* _READING PASSAGE_:
====================

Do not go gentle into ‘The Dying Light’….

Until I sat on it yesterday, I had not been on my race bike since the last stage of ‘Ras na mBan’. And, other than the Westport to Achill spin with Burren CC, I haven’t been out on the ol’ Winter bike either. So it was with rubbery legs and a head full of “life” that I rose before dawn, ate my porridge, spent a good 2o minutes layering up, and pushed my good bike out the front door into darkness, and trepidation, at 7:15 yesterday morning. I switched on my lights (never had lights before, thanks Jim!), pulled on my warmest gloves, clipped in, and pushed off.

Bliss. Cold bliss, fecking freezing in fact, but bliss nonetheless……

There is nothing like that feeling of sitting on a bike that feels like it’s always been a part of you. Within moments I’ve forgotten how to walk. The bars are an extension of my arms, the pedals have grown from my feet. My legs only move like this. I slide into that perfect place on my saddle, rest my hands on the hoods, the wheels roll willingly, it’s like embracing a loved one. Despite the onGodly hour, and the week behind me, I am smiling away to myself as I spin along beside a glassy-coated Grand Canal, and towards a whole new cycling experience…..

There are many types of cyclists. A Venn diagram of all categories would display plenty of overlap, the sportive cyclist is sometimes a racing cyclists, the racing cyclist is also a commuting cyclist, the commuting cyclist mountain bikes at the weekend. And then there are those who enjoy an Audax. They are on our Venn diagram too, and they intersect with all the other groups, but dare I say their circle is a little oblong? Extending, as it does, over the edge of the page, and into territory that other cyclists remain a little wary of….. 600km, 1,200km, London to Edinburgh…. and back, around Ireland, across America. It has been said that sportives are for those who like to pretend they’re racing, and Audax are for those who like to pretend they’re not. But there is a lot more to Audax than finishing inside the time limit, and yesterday I decided to investigate further.

In the giddy eagerness of the early hour, I was the first to rock up outside Spar on Baggot Street. Me, the homeless guy, and an exhausted taxi driver had a 10 minute conversation about what madness I was about to engage in. Once I’d convinced them that yes, really, REALLY, I was planning to cycle to Cavan and back, we all agreed that I was possibly, right then, the one of us most in need of tea & sympathy. Steadily more blinking lights and well wrapped-up cyclists gathered. Greetings were exchanged, brevet cards were signed, excess fig-rolls were given to the chatty man sitting in the sleeping bag, and then, at 8am, 37 of us crossed the bridge and made our way northwards across the city as it emerged from the darkness into the first frosty morning of a new Winter.

====================

* _SUPPLIED MATERIAL_:
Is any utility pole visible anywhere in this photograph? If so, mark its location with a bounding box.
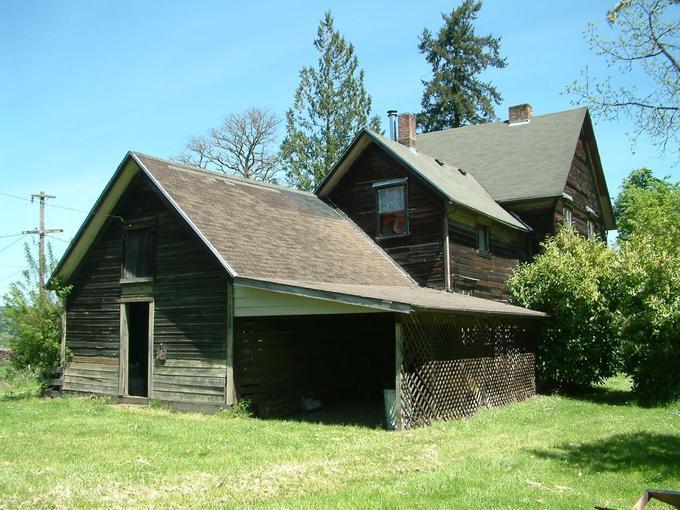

====================

* _EXERCISE REQUIREMENTS_: In the Audax ride account, where did the cyclists gather before setting off?

* _THE COMPLETED TASK_: Outside Spar on Baggot Street.